* [Goal of the exercise]: Can you extract the part of the rows below that begins with the line containing "Return the outline of every instance of the white" and runs to the end, reproducing every line in it unchanged?

━━━ Exercise inputs ━━━

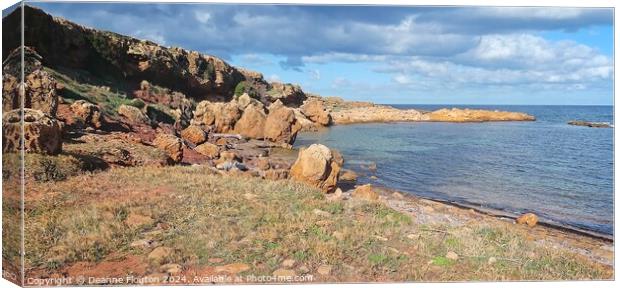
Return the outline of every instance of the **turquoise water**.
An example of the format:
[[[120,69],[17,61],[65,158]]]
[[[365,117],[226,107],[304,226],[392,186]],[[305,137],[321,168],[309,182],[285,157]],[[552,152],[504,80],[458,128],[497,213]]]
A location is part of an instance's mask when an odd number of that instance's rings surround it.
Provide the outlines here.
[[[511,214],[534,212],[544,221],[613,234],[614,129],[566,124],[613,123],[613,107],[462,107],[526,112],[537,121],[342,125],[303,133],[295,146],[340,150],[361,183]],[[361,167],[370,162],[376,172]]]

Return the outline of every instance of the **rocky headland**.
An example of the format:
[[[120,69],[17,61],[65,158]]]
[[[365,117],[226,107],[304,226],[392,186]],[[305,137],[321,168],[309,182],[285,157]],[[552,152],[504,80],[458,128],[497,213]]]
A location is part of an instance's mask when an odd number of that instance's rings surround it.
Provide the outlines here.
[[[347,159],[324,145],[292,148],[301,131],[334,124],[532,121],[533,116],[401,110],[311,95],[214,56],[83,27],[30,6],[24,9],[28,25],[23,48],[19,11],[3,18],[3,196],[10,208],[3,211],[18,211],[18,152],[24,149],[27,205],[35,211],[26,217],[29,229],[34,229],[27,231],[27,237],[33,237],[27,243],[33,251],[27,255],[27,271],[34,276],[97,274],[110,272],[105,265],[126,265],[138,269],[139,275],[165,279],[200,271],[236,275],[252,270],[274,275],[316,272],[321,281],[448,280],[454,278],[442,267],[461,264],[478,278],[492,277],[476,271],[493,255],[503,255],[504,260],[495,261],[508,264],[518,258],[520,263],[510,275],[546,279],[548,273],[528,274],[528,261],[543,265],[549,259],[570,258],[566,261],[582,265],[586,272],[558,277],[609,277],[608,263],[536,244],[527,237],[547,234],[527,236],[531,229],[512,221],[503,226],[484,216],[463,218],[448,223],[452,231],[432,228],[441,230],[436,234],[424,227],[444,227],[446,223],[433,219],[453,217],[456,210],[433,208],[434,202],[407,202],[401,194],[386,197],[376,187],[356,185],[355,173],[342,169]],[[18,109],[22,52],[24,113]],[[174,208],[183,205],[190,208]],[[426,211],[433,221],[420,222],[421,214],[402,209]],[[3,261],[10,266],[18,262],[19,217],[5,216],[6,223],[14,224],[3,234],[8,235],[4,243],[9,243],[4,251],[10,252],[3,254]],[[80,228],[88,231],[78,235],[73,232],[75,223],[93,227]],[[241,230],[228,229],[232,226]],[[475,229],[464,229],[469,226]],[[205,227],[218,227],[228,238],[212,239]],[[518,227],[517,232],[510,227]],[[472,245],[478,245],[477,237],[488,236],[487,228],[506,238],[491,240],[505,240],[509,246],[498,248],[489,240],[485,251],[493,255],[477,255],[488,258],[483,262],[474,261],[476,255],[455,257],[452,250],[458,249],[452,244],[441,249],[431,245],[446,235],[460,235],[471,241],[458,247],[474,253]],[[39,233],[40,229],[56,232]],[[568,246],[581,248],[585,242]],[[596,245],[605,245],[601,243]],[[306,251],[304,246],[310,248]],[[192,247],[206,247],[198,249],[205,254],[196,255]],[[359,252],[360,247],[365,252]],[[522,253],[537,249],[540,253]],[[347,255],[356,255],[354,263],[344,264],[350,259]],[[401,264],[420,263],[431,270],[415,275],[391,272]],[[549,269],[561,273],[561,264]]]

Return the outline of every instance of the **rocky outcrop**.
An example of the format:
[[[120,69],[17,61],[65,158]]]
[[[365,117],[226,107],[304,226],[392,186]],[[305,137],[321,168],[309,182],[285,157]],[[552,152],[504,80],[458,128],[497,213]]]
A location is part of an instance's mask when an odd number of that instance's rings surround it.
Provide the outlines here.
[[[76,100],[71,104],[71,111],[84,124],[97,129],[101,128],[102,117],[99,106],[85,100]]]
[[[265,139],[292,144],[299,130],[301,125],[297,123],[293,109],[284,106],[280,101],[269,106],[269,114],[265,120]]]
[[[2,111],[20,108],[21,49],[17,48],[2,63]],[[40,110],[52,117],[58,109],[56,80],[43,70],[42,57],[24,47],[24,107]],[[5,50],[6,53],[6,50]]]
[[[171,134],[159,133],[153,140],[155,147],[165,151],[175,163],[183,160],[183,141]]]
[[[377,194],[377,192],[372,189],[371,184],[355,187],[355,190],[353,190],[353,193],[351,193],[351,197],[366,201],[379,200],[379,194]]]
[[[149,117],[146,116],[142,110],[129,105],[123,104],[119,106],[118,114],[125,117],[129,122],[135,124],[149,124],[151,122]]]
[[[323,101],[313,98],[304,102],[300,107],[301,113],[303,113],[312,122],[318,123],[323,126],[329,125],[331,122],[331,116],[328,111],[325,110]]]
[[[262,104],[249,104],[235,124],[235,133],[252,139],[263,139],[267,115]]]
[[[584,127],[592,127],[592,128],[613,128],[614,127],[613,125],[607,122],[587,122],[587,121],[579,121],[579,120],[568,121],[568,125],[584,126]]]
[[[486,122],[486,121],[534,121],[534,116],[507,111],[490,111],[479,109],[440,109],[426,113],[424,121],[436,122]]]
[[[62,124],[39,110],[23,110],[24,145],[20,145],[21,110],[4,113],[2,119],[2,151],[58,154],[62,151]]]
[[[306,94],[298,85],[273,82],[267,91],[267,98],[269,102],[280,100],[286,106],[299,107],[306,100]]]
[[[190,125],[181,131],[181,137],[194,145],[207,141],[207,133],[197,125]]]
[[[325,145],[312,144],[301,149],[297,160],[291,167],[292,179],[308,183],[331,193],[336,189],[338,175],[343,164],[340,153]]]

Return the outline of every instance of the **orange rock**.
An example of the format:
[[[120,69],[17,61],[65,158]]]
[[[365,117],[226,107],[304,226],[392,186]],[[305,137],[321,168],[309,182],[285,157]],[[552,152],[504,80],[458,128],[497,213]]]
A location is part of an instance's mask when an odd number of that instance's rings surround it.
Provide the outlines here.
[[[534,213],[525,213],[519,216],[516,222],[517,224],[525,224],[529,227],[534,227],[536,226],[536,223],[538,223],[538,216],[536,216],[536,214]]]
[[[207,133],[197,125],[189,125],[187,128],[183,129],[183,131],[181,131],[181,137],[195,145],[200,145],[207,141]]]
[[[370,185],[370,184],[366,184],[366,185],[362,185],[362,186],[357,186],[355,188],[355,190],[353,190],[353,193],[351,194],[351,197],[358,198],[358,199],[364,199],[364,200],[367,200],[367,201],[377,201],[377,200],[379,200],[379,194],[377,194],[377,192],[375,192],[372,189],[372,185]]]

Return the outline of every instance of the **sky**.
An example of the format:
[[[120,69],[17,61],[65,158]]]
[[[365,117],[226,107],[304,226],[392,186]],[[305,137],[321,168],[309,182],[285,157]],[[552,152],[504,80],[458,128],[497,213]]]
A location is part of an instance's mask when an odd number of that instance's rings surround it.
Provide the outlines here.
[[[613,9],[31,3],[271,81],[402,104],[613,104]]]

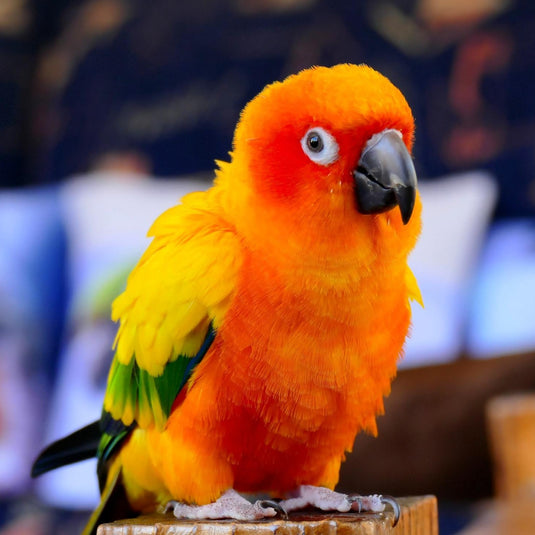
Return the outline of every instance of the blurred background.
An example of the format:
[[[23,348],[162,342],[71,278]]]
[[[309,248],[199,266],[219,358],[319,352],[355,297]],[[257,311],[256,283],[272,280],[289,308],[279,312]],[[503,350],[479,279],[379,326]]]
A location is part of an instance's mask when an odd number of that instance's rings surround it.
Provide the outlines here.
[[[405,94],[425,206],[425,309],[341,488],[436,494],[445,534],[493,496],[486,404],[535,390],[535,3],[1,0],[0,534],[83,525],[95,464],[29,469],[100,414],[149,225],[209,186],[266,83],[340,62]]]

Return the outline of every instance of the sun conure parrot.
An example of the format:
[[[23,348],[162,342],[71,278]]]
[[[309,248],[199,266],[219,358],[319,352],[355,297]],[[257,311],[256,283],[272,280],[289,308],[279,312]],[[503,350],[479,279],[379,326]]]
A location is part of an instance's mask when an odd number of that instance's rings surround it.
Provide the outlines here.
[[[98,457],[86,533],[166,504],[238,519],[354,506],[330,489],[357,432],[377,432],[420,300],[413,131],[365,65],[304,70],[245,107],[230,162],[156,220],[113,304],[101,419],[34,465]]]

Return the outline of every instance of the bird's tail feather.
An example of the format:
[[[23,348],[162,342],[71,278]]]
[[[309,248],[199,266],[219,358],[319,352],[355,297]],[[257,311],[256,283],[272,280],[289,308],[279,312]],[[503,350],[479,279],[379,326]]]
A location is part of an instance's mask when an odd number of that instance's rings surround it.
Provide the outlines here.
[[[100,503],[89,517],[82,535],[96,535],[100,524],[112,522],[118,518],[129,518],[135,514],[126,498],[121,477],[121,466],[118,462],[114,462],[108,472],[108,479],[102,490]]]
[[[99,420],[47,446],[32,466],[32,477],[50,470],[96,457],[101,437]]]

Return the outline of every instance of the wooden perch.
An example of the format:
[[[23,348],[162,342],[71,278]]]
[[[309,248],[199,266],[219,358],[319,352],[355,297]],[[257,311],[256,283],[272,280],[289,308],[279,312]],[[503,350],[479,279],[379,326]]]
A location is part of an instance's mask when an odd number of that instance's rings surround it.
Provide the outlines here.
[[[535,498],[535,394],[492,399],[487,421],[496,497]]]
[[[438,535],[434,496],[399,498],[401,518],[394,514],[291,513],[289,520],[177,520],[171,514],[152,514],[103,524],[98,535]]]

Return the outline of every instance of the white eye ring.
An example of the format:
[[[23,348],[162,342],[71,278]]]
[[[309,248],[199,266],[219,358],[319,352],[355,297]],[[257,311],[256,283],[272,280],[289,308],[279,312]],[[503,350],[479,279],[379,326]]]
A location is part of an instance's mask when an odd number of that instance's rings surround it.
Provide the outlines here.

━━━

* [Exercise response]:
Return the outline of every instance of the white eye ring.
An example of the format:
[[[23,348],[162,342],[71,278]]]
[[[309,248],[199,266],[219,358],[319,352],[355,297]],[[257,311],[256,283],[272,280],[289,308],[279,312]],[[503,350],[479,279],[379,326]]]
A location is part of an instance's mask when an odd number of that instance's rings surround it.
Provide the outlines here.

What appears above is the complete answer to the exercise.